AIM: Recast the lines from the one containing "Target: safety goggles" through the end of the material as a numbered list, leaving out any blank lines.

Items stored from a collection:
# # # # #
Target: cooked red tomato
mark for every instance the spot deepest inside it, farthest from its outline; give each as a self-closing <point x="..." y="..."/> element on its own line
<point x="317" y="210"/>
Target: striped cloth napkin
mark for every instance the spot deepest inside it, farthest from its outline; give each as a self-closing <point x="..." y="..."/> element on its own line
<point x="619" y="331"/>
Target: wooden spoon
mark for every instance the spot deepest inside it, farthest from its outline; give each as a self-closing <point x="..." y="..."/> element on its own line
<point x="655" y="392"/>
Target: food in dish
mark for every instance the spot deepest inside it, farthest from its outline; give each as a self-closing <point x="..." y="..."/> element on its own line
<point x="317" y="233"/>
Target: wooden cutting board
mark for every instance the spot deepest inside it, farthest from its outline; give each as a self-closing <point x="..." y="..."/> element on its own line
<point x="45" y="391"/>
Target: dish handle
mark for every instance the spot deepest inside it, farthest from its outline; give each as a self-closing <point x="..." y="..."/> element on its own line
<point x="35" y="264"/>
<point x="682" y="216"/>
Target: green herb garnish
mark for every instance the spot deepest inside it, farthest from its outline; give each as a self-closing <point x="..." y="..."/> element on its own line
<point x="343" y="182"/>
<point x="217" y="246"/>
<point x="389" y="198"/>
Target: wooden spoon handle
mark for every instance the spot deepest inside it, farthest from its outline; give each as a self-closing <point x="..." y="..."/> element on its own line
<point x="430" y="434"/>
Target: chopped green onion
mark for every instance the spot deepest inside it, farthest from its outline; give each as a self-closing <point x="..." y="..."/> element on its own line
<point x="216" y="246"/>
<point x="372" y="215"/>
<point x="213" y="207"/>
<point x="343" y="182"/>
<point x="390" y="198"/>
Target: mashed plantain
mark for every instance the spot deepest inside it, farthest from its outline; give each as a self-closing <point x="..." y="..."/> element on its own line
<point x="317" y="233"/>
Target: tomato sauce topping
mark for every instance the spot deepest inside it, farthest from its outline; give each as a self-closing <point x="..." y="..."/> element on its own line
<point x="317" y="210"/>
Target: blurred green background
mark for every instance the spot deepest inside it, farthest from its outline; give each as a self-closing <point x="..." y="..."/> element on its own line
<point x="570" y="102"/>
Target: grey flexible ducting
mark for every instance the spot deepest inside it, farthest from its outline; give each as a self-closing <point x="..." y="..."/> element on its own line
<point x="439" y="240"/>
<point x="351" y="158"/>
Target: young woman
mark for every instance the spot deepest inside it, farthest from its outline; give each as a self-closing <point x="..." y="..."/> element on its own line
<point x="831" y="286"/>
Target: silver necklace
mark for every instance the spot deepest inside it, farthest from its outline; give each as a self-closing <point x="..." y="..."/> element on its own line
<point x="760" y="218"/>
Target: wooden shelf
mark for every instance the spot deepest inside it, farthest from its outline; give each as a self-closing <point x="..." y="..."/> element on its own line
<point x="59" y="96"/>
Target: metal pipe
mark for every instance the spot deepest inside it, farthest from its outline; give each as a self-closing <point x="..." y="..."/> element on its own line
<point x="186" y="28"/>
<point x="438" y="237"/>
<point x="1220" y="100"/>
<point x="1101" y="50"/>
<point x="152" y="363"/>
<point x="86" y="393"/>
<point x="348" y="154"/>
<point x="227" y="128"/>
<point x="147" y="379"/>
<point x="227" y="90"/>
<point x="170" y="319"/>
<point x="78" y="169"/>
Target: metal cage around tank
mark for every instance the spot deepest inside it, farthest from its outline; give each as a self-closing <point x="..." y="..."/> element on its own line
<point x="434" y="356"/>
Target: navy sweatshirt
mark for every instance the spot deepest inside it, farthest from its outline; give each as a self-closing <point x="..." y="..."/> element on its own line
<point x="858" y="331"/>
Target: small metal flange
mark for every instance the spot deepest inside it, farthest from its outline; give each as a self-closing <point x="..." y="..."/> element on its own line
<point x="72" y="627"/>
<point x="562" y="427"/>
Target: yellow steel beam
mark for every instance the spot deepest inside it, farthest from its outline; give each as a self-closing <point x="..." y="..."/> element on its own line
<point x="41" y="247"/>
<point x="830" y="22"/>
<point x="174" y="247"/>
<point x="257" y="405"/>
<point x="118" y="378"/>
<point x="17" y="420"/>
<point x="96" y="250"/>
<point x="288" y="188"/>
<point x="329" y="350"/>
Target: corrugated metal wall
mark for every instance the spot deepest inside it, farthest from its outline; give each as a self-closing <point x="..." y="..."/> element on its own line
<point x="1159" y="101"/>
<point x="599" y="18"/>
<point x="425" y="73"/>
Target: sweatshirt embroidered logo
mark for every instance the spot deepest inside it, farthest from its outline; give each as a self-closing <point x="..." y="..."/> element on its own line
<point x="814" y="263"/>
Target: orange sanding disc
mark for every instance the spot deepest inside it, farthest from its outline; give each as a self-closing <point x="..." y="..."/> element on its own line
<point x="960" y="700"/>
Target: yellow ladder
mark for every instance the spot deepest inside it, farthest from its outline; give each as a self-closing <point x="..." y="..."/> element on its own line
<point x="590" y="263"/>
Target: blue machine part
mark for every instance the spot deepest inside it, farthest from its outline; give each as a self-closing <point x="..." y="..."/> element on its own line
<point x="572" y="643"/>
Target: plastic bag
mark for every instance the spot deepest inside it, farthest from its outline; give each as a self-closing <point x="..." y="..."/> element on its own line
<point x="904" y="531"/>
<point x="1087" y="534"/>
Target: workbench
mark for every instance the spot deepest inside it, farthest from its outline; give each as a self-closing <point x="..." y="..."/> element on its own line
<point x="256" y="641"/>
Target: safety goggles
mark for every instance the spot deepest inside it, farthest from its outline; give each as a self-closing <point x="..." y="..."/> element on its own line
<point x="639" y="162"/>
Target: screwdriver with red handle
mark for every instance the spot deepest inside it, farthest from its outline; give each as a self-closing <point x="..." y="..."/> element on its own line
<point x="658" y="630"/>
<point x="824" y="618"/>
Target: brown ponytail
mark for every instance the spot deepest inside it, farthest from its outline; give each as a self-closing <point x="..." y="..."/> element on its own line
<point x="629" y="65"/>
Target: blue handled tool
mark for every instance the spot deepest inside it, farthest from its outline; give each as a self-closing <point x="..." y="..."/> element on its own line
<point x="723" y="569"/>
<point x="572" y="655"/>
# # # # #
TASK SOLUTION:
1. Target: safety goggles
2. mark for every instance the spot deepest inside it, farthest from its outline; give each as a self-closing <point x="..." y="..."/> element on its own line
3. <point x="639" y="162"/>
4. Target: screwdriver with red handle
5. mark for every instance the spot deepest inside it, farthest from its outline; give each as a self-closing <point x="..." y="..."/> element on its own line
6. <point x="658" y="630"/>
7. <point x="824" y="618"/>
8. Target: brown ponytail
9. mark for every instance the spot deepest inside it, farthest from its outline; give each as a self-closing <point x="..." y="..."/> element on its own line
10. <point x="629" y="65"/>
11. Target: blue handled tool
12. mark for every instance the spot deepest inside it, farthest from its outline; give each as a self-closing <point x="..." y="..."/> element on its own line
13. <point x="723" y="569"/>
14. <point x="572" y="655"/>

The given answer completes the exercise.